• Required work
Write out the whole listing word for word.

• Source data

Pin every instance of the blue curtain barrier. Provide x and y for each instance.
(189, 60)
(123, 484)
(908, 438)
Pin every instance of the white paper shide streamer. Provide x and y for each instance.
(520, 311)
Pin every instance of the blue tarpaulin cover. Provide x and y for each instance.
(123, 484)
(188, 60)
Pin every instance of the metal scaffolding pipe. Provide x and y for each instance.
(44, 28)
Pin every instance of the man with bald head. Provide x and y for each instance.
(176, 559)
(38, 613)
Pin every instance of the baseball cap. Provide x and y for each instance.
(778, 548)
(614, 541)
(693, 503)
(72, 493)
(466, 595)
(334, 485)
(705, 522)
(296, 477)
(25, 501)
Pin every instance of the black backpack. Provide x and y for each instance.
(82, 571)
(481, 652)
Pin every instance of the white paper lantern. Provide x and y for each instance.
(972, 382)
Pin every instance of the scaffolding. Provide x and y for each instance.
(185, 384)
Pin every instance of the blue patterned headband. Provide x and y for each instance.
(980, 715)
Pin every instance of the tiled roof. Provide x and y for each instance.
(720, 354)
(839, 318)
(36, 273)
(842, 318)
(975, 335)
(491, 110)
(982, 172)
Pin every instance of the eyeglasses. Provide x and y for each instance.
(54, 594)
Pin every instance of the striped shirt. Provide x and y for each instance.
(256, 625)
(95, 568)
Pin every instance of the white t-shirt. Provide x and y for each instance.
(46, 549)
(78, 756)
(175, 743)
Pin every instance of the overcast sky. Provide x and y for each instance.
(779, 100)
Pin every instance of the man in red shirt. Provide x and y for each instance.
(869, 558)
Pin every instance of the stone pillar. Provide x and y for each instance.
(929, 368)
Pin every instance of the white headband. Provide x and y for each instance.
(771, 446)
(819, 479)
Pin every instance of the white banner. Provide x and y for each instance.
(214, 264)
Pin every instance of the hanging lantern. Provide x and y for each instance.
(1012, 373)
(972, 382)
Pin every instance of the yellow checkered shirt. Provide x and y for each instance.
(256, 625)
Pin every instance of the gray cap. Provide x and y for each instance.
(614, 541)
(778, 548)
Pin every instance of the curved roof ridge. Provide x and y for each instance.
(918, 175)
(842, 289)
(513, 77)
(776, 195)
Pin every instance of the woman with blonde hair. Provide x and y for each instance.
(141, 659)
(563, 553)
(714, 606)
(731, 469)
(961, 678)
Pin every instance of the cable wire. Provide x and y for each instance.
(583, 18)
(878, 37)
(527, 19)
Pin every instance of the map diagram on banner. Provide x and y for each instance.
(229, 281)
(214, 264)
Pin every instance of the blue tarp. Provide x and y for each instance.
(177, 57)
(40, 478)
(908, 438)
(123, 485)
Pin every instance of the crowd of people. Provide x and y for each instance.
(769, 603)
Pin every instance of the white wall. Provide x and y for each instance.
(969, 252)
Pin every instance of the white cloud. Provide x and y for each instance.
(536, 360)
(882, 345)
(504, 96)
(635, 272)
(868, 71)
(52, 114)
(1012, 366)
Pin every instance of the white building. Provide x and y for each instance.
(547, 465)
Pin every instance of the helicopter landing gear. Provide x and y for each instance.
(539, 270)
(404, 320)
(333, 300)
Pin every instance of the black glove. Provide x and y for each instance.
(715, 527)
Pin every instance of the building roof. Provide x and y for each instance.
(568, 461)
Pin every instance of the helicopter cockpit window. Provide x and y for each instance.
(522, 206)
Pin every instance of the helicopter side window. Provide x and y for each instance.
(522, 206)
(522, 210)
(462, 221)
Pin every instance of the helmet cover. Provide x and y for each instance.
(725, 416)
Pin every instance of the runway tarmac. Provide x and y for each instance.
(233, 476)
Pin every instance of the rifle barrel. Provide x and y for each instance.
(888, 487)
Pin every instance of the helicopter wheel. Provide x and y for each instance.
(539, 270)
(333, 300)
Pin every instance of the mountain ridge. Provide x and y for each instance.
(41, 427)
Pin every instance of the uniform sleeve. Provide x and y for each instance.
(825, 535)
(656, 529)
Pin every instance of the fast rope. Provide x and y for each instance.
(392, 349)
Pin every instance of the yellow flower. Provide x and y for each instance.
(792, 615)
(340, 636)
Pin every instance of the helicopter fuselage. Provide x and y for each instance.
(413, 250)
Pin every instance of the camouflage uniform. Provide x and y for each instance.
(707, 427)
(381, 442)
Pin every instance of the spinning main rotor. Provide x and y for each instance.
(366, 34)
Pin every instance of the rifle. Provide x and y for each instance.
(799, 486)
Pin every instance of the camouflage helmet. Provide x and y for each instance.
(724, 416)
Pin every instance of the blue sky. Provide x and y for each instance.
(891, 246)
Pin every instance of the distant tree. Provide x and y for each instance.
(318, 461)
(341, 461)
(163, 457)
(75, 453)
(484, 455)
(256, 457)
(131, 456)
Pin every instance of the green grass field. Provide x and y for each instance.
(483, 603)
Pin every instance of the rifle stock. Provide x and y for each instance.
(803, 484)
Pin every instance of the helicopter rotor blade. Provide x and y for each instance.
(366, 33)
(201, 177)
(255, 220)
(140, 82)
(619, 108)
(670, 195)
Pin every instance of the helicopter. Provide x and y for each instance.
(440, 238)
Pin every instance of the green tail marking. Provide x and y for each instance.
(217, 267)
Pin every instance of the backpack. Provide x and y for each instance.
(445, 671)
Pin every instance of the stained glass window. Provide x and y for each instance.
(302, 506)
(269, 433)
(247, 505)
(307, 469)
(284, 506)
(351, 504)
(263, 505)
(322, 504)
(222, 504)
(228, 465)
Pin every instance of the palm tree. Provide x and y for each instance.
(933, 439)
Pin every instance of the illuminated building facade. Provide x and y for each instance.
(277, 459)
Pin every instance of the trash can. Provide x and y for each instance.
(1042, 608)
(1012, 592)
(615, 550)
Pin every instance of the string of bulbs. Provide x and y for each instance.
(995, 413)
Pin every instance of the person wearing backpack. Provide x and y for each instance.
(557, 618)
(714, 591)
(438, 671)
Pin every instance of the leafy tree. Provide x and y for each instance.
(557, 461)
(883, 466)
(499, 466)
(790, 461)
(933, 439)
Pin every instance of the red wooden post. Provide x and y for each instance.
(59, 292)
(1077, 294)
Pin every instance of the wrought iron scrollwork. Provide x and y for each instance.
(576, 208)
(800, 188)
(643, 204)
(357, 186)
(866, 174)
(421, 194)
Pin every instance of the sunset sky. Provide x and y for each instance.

• Task result
Pin every instance of the blue curtain barrier. Provide x and y for each instance.
(189, 60)
(123, 484)
(908, 438)
Pin every instance of the white paper shide streamer. Provide x and y for each instance.
(520, 311)
Pin every instance of the blue tarpaulin cover. Provide x and y for each instance.
(123, 484)
(188, 60)
Pin every instance of the metal scaffolding pipe. Provide x and y for each instance.
(44, 28)
Pin every instance of the man with bald head. Provide x and y for each instance.
(176, 559)
(38, 613)
Pin every instance of the baseball cap. Provide x and y for each instance.
(778, 548)
(614, 541)
(693, 503)
(72, 493)
(466, 595)
(334, 485)
(705, 522)
(296, 477)
(25, 501)
Pin every instance of the black backpack. Provide x and y for each instance.
(82, 571)
(481, 652)
Pin every instance of the white paper lantern. Provide x and y for each instance.
(972, 382)
Pin every instance of the scaffolding. Provide x and y for each instance.
(185, 384)
Pin every instance of the blue patterned headband. Provide x and y for each instance.
(980, 715)
Pin every instance of the tiled roof. Provide x and y for each instance.
(720, 354)
(839, 318)
(36, 273)
(842, 318)
(975, 335)
(491, 110)
(982, 172)
Pin every instance of the eyeglasses. Provide x and y for each instance.
(54, 594)
Pin every instance of the striped shirt. Provide x and y for each instance.
(256, 625)
(95, 568)
Pin every instance of the white t-shirt. Provide x and y for each instance.
(46, 549)
(78, 756)
(175, 743)
Pin every instance of the overcast sky. Provide x and y for each instance.
(779, 100)
Pin every instance of the man in red shirt. Provide x and y for each instance.
(869, 558)
Pin every instance of the stone pillar. Provide x and y for each instance.
(929, 368)
Pin every instance of the white headband. Provide x and y for each instance.
(771, 446)
(819, 479)
Pin every instance of the white banner. Provide x and y for each instance.
(214, 264)
Pin every instance of the hanging lantern. Provide x and y for each instance.
(1012, 373)
(972, 382)
Pin every instance of the yellow checkered shirt. Provide x and y for each instance.
(256, 625)
Pin every instance of the gray cap. Provide x and y for each instance.
(614, 541)
(778, 548)
Pin every instance of the curved roof ridge. Provide x and y for each instance.
(918, 175)
(842, 289)
(513, 77)
(776, 195)
Pin every instance of the woman with blonde hair. Provide x and y for each instance.
(141, 659)
(563, 553)
(714, 606)
(731, 469)
(961, 678)
Pin every instance of the cable wire. Provide x and y for each instance.
(583, 18)
(878, 37)
(527, 19)
Pin every instance of the map diagram on banner. Provide x and y for each instance.
(229, 281)
(214, 264)
Pin every instance of the blue tarp. Provide x and y for each instance.
(177, 57)
(40, 478)
(908, 438)
(123, 485)
Pin every instance of the crowd of people. Provide x and y for each instance.
(769, 603)
Pin every instance of the white wall. Provide x and y for each instance.
(969, 252)
Pin every instance of the white cloud. Provide x and y for each instance.
(536, 360)
(882, 345)
(504, 96)
(635, 272)
(868, 71)
(52, 114)
(1012, 366)
Pin every instance of the white building. Provide x and y for each instance.
(547, 465)
Pin every instance of the helicopter landing gear. Provide x and y for each instance.
(539, 270)
(404, 320)
(333, 300)
Pin every instance of the black glove. Provide x and y for each instance.
(715, 527)
Pin every instance of the building roof. Provide x and y for each instance.
(568, 461)
Pin every instance of the helicopter cockpit window. Provide x and y for each instance.
(522, 206)
Pin every instance of the helicopter side window. Provide x and y for each instance.
(522, 206)
(522, 210)
(462, 221)
Pin every instance of the helmet cover. Provide x and y for each instance.
(725, 416)
Pin every instance of the runway tarmac. Provide x and y for each instance.
(233, 476)
Pin every instance of the rifle barrel. Provide x and y for each instance.
(888, 487)
Pin every instance of the helicopter wheel. Provide x and y for each instance.
(539, 270)
(333, 300)
Pin every instance of the mountain ridge. Provide x and y for each instance.
(41, 427)
Pin every instance of the uniform sleeve. Provide x and y for each instance.
(825, 535)
(656, 529)
Pin every instance of the fast rope. Provide x and y for each instance.
(392, 349)
Pin every instance of the yellow flower. Provide x and y for each instance.
(792, 615)
(340, 636)
Pin every instance of the helicopter fuselage. Provide x and y for each instance.
(413, 250)
Pin every instance of the camouflage uniform. Provide x and y for each instance.
(707, 427)
(381, 442)
Pin every instance of the spinning main rotor. Provide x and y for each instance.
(366, 34)
Pin every instance of the rifle. Provide x and y for each instance.
(799, 486)
Pin every instance of the camouflage helmet. Provide x and y for each instance.
(724, 416)
Pin every instance of the blue sky. Provide x and y for each instance.
(891, 246)
Pin every instance of the distant tree. Provide x and y for each instance.
(318, 461)
(341, 461)
(163, 457)
(75, 453)
(484, 455)
(256, 457)
(131, 456)
Pin every instance of the green grass field. Provide x and y for each instance.
(483, 603)
Pin every instance of the rifle stock. Provide x and y for each instance.
(803, 484)
Pin every instance of the helicopter rotor blade. Provide x and y for each instance.
(366, 33)
(201, 177)
(255, 220)
(140, 82)
(619, 108)
(670, 195)
Pin every instance of the helicopter. Provide x and y for each instance.
(440, 238)
Pin every instance of the green tail marking. Provide x and y for each instance.
(217, 267)
Pin every instance of the backpack. Provide x and y for each instance.
(445, 671)
Pin every instance of the stained glass window. Provide x and y for each instance.
(302, 506)
(269, 433)
(247, 505)
(307, 469)
(284, 506)
(351, 504)
(263, 505)
(322, 504)
(222, 504)
(228, 465)
Pin every instance of the palm tree. Provide x and y for each instance.
(933, 439)
Pin every instance of the illuminated building facade. Provide x and y for each instance.
(277, 459)
Pin every instance of the trash can. Provide x and y for each instance.
(1042, 608)
(1012, 592)
(615, 550)
Pin every instance of the string of bulbs. Provide x and y for each instance.
(995, 413)
Pin every instance of the person wearing backpack. Provide x and y for each instance.
(557, 618)
(714, 591)
(438, 671)
Pin every instance of the leafy tree. Provide x and y for each instance.
(557, 461)
(883, 466)
(499, 466)
(790, 461)
(933, 439)
Pin every instance of the red wooden post. Provide x and y for each instance.
(59, 292)
(1077, 294)
Pin every instance of the wrought iron scrollwork. Provide x and y for each instance.
(576, 208)
(800, 188)
(643, 204)
(357, 186)
(866, 174)
(421, 194)
Pin every instance of the sunset sky. Provide x and y for each instance.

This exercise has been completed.